- **Text**

>>>

[openstack-dev] [TripleO] Tuskar CLI after architecture changes

Ladislav Smola lsmola at redhat.com
Wed Dec 11 16:13:13 UTC 2013


thanks for starting this conversation.
I will take it little side ways. I think we should be asking why have we 
needed the tuskar-api. It has done some more complex logic (e.g. 
building a heat template) or storing additional info, not supported by 
the services we use (like rack associations).
That is a perfectly fine use-case of introducing tuskar-api.

Although now, when everything is shifting to the services themselves, we 
don't need tuskar-api for that kind of stuff. Can you please list what 
complex operations are left, that should be done in tuskar? I think 
discussing concrete stuff would be best.

There can be a CLI or API deployment story using Openstack services, not 
necessarily calling only tuskar-cli and api as proxies.
E.g. in documentation you will have

now create the stack by: heat stack-create params

it's much better than:
You can create stack by tuskar-deploy params, which actually calls heat 
stack-create params

What is wrong about calling the original services? Why do we want to 
hide it?

Also, as I have been talking with rdopieralsky, there has been some 
problems in the past, with tuskar doing more steps in one. Like create a 
rack and register new nodes in the same time. As those have been 
separate API calls and there is no transaction handling, we should not 
do this kind of things in the first place. If we have actions that 
depends on each other, it should go from UI one by one. Otherwise we 
will be showing messages like, "The rack has not been created, but 5 
from 8 nodes has been added. We have tried to delete those added nodes, 
but 2 of the 5 deletions has failed. Please figure this out, then you 
can run this awesome action that calls multiple dependent APIs without 
real rollback again." (or something like that, depending on what gets 
created first)

I am not saying we should not have tuskar-api. Just put there things 
that belongs there, not proxy everything.

btw. the real path of the diagram is

tuskar-ui <-> tuskarclient <-> tuskar-api <-> heatclient <-> heat-api   

My conclusion

I say if it can be tuskar-ui <-> heatclient <-> heat-api, lets keep it 
that way.

If we realize we are putting some business logic to UI, that needs to be 
done also to CLI, or we need to store some additional data, that doesn't 
belong anywhere let's put it in Tuskar-API.

<<<

- **Data lines**
>>>

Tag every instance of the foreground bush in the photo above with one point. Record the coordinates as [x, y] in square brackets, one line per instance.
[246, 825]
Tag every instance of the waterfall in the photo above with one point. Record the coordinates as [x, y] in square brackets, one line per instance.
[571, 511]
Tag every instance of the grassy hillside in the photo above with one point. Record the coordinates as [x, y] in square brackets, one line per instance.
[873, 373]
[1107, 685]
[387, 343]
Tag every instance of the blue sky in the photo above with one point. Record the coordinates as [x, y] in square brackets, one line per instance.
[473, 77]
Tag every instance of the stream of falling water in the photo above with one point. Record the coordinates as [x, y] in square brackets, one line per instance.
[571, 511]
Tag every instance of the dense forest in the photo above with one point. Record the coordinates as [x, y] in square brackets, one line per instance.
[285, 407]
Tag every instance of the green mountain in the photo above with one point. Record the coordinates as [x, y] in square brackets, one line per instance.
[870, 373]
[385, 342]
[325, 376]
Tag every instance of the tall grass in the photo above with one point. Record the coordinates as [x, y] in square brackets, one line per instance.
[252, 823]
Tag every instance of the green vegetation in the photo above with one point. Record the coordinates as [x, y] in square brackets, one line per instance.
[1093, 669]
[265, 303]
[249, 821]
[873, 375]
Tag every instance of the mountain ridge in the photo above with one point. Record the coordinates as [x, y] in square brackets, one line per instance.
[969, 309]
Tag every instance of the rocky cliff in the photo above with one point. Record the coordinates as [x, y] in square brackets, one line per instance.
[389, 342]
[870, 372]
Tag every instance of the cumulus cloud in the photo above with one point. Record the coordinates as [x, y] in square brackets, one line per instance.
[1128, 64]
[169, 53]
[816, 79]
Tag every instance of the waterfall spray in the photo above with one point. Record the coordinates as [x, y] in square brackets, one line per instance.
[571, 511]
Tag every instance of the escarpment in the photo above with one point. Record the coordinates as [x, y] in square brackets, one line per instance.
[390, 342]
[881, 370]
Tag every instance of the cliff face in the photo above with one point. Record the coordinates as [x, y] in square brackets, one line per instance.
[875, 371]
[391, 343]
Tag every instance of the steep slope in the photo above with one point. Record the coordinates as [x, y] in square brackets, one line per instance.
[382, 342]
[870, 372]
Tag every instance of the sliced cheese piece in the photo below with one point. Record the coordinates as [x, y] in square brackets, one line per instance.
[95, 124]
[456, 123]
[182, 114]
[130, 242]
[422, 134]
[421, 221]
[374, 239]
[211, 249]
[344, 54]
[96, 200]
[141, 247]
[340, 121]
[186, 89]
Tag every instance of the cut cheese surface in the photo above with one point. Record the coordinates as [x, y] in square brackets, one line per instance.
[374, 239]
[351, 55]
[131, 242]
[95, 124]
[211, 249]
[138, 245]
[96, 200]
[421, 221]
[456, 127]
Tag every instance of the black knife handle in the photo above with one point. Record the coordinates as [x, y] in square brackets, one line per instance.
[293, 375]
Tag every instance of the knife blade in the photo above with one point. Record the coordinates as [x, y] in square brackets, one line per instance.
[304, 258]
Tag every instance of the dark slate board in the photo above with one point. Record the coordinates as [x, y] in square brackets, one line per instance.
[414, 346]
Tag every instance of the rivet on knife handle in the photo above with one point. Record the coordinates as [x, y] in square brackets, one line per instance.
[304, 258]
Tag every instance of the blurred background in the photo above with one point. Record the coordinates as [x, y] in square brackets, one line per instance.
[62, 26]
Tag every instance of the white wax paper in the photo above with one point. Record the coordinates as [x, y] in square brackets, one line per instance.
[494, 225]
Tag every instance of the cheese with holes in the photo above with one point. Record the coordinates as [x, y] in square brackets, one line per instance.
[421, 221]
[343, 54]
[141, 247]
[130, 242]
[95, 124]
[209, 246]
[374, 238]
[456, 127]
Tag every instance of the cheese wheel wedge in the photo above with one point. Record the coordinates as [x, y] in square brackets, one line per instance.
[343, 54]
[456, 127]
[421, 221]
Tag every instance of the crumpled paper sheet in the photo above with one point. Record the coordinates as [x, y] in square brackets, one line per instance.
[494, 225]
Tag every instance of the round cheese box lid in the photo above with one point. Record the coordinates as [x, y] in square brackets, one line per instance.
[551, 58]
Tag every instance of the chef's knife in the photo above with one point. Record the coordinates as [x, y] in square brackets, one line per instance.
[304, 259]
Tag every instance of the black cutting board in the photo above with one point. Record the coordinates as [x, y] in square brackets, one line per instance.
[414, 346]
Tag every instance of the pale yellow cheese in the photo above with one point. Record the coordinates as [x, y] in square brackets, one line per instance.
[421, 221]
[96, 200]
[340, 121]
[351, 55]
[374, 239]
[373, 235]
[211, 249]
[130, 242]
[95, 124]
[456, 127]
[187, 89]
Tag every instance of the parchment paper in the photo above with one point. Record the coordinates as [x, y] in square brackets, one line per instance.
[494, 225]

<<<

- **Brief**
Repeat word for word the passage of the Tuskar message above, starting at "[openstack-dev] [TripleO] Tuskar" and ending at "(like rack associations).".

- **The answer**
[openstack-dev] [TripleO] Tuskar CLI after architecture changes

Ladislav Smola lsmola at redhat.com
Wed Dec 11 16:13:13 UTC 2013


thanks for starting this conversation.
I will take it little side ways. I think we should be asking why have we 
needed the tuskar-api. It has done some more complex logic (e.g. 
building a heat template) or storing additional info, not supported by 
the services we use (like rack associations).